Task instructions: Copy out, from the data, each line containing the string "instance".
------------------------------
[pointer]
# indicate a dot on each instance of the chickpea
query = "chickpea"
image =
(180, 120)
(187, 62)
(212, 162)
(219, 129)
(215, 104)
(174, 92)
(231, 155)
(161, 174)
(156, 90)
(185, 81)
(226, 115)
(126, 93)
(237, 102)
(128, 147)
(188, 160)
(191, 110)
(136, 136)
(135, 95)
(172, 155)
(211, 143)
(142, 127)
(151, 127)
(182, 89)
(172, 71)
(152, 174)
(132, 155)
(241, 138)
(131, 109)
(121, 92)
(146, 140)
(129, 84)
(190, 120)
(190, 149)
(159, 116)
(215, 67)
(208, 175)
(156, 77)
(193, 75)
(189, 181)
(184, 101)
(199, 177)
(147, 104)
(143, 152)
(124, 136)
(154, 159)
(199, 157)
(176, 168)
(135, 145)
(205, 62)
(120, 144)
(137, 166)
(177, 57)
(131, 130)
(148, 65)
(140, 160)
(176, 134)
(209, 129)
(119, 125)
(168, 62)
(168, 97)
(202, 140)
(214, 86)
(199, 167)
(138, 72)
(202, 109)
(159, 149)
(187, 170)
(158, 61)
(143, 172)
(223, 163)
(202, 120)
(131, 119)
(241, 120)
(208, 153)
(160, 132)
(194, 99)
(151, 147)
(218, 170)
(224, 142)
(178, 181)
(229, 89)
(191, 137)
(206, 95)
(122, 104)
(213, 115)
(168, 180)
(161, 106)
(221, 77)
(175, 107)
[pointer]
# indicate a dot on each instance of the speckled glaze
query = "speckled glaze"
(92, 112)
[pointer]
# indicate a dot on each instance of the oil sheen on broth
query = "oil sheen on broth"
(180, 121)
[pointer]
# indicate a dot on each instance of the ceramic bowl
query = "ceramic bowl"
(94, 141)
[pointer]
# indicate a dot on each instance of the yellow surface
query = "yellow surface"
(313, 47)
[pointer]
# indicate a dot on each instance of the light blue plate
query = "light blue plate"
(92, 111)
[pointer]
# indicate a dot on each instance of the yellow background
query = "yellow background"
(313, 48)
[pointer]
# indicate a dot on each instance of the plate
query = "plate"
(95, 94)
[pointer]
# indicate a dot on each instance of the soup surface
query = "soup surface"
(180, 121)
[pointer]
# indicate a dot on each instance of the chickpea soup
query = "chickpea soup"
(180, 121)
------------------------------
Response to the task:
# indicate a dot on each instance of the chickpea
# indicate a dot on each instance of the speckled glaze
# indicate a dot on each instance of the oil sheen on broth
# indicate a dot on each instance of the ceramic bowl
# indicate a dot on each instance of the yellow surface
# indicate a dot on each instance of the light blue plate
# indicate a dot on each instance of the yellow background
# indicate a dot on each instance of the plate
# indicate a dot on each instance of the soup surface
# indicate a dot on each instance of the chickpea soup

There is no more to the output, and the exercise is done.